Task to carry out> Reproduce word for word the portion of the article below on weight concerns among women trying to quit smoking, starting with "Right now, however, women" and going on through "on the intervention.".

Text passage>
+-------+
NEW YORK – For female smokers worried about gaining weight if they quit, a combination of specialized counseling and the anti-smoking drug Zyban may boost their chances of quitting — at least for a while, researchers reported Monday.
Many smokers gain weight when they quit — typically 5 to 15 pounds — and research suggests that women who are highly worried about that prospect have a particularly tough time giving up the habit.
For the new study, researchers looked at whether they could improve those odds with a combination of specialized counseling focused on women's weight concerns and the smoking-cessation drug bupropion SR, or Zyban.
They found that over six months of treatment, women who received the combo therapy were more successful at quitting than those who received weight counseling only, and also more successful than those who received standard smoking- cessation counseling plus Zyban.
Over six months, 34 percent of women in the weight counseling/Zyban group consistently abstained, the researchers report in the Archives of Internal Medicine.
That compared with 21 percent of women who received standard counseling and Zyban, 11 percent of those who received weight counseling plus a placebo (inactive pills) and 10 percent of those who had standard counseling plus placebo.
However, the advantage over standard counseling plus medication faded during the six months after treatment ended. At the one-year mark, 24 percent of women in the weight counseling/Zyban group had remained abstinent, as had 19 percent of those in the standard therapy/Zyban group.
Still, the findings suggest that counseling focused on weight worries can give certain women an extra push to quit, the researchers say.
"Women concerned with weight might, for better results, need more- specialized counseling," lead researcher Dr. Michele D. Levine, of the University of Pittsburgh Medical Center, said in an interview.
Right now, however, women are not likely to find a targeted program like the one Levine's team developed — cognitive behavioral therapy aimed at smokers' weight-gain issues.
Levine said she and her colleagues want to identify the "key elements" of the therapy program, and see whether they can be distilled into simpler formats — a couple of sessions worked into standard smoking- cessation counseling, for example, or even a set of "talking points" that doctors can discuss with patients trying to quit smoking. Because the team is still working on these issues, they can't yet put a price tag on the intervention.
The current study included 349 female smokers who expressed strong concerns about quitting-related weight gain. They reported an average of three previous quit attempts.
+-------+
Data excerpts>
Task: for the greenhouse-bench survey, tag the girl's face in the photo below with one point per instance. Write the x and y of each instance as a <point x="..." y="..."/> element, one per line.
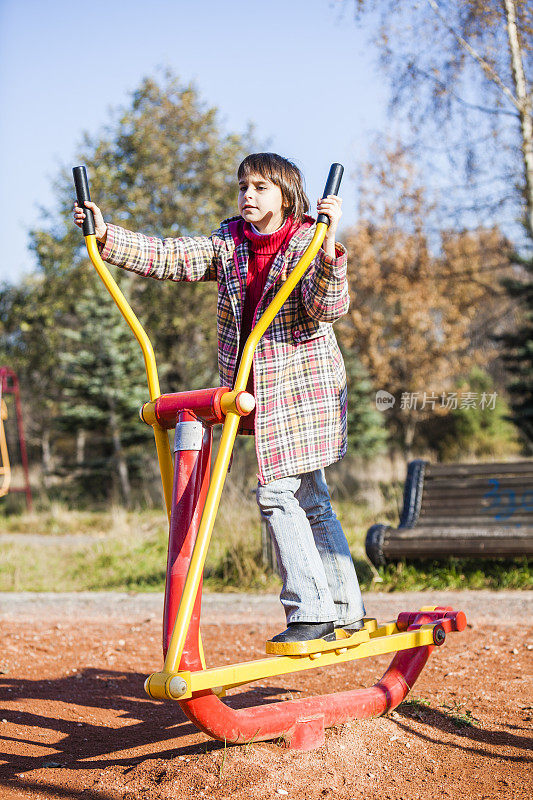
<point x="261" y="203"/>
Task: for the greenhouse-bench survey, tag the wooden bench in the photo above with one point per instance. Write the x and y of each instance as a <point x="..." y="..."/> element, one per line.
<point x="465" y="510"/>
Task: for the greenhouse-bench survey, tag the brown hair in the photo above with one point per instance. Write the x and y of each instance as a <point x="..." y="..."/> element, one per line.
<point x="284" y="174"/>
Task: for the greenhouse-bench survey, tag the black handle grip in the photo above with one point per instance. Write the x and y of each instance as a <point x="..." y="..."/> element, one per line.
<point x="332" y="187"/>
<point x="82" y="194"/>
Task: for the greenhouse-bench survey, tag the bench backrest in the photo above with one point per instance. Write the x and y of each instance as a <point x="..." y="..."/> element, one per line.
<point x="468" y="494"/>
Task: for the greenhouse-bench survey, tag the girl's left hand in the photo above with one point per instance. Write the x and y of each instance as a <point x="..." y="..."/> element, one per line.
<point x="331" y="205"/>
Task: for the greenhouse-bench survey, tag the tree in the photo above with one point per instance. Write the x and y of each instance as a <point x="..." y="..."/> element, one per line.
<point x="480" y="430"/>
<point x="462" y="73"/>
<point x="103" y="388"/>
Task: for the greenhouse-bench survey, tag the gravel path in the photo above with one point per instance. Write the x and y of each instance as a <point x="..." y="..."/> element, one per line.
<point x="511" y="608"/>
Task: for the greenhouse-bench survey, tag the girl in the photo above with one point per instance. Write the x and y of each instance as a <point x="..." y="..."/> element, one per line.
<point x="298" y="378"/>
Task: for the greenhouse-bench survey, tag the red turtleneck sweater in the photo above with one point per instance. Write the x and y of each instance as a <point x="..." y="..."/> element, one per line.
<point x="263" y="248"/>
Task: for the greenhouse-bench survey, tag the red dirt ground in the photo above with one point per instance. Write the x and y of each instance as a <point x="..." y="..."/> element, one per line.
<point x="75" y="722"/>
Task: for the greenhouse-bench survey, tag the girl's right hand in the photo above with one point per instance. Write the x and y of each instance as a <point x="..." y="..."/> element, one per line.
<point x="99" y="224"/>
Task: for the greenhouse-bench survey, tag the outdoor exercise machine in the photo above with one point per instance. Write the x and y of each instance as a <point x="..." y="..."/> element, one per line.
<point x="9" y="386"/>
<point x="192" y="501"/>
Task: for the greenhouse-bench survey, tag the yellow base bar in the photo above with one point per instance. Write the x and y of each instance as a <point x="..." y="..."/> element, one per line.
<point x="385" y="639"/>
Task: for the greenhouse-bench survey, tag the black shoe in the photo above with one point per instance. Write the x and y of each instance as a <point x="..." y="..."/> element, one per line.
<point x="306" y="632"/>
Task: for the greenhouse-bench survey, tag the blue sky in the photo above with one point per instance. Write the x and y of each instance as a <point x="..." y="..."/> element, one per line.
<point x="300" y="70"/>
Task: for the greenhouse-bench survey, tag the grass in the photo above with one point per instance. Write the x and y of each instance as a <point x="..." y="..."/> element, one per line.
<point x="126" y="551"/>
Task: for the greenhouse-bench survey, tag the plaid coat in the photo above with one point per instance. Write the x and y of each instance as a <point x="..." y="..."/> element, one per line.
<point x="299" y="376"/>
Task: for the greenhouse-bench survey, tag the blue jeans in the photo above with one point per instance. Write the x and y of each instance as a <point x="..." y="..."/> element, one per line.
<point x="319" y="580"/>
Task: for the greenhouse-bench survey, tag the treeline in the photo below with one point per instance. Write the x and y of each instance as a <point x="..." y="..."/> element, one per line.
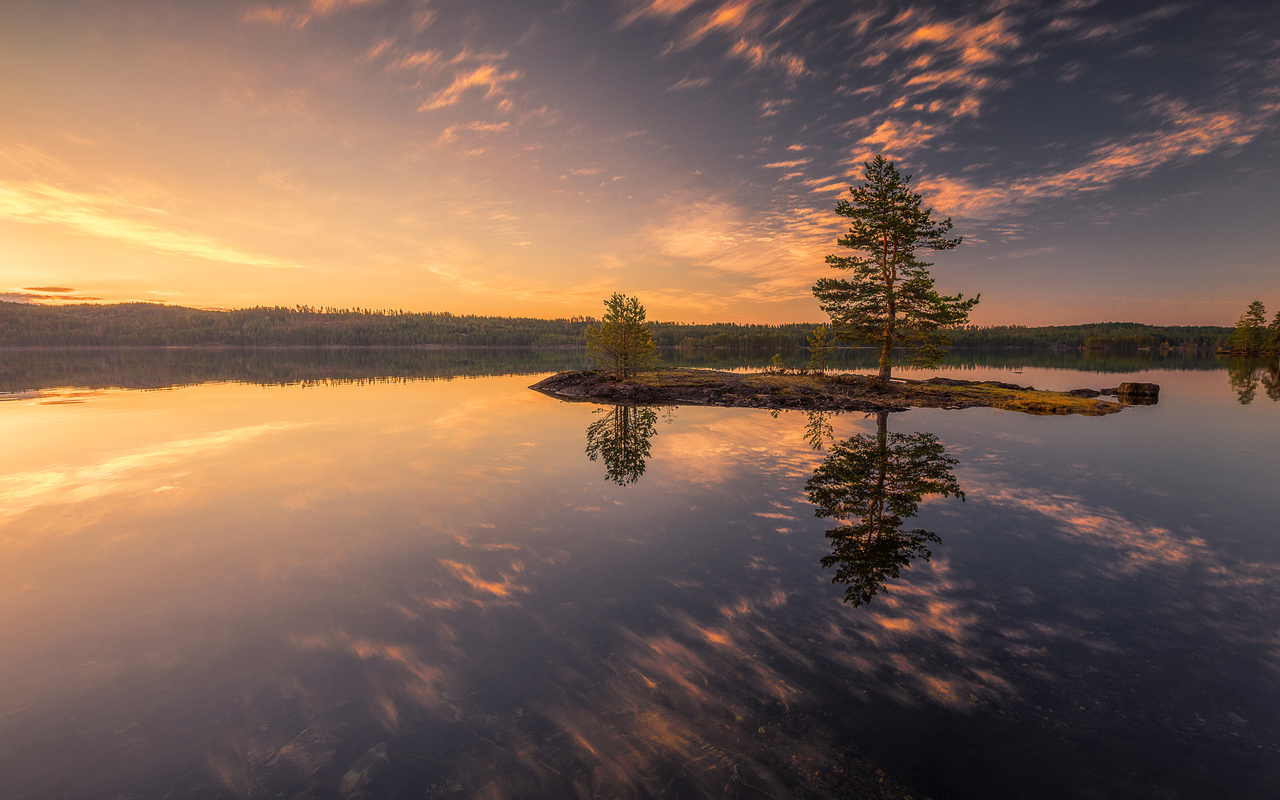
+-------+
Task result>
Right now, however, women are not likely to find a targeted program like the one Levine's team developed — cognitive behavioral therapy aimed at smokers' weight-gain issues.
Levine said she and her colleagues want to identify the "key elements" of the therapy program, and see whether they can be distilled into simpler formats — a couple of sessions worked into standard smoking- cessation counseling, for example, or even a set of "talking points" that doctors can discuss with patients trying to quit smoking. Because the team is still working on these issues, they can't yet put a price tag on the intervention.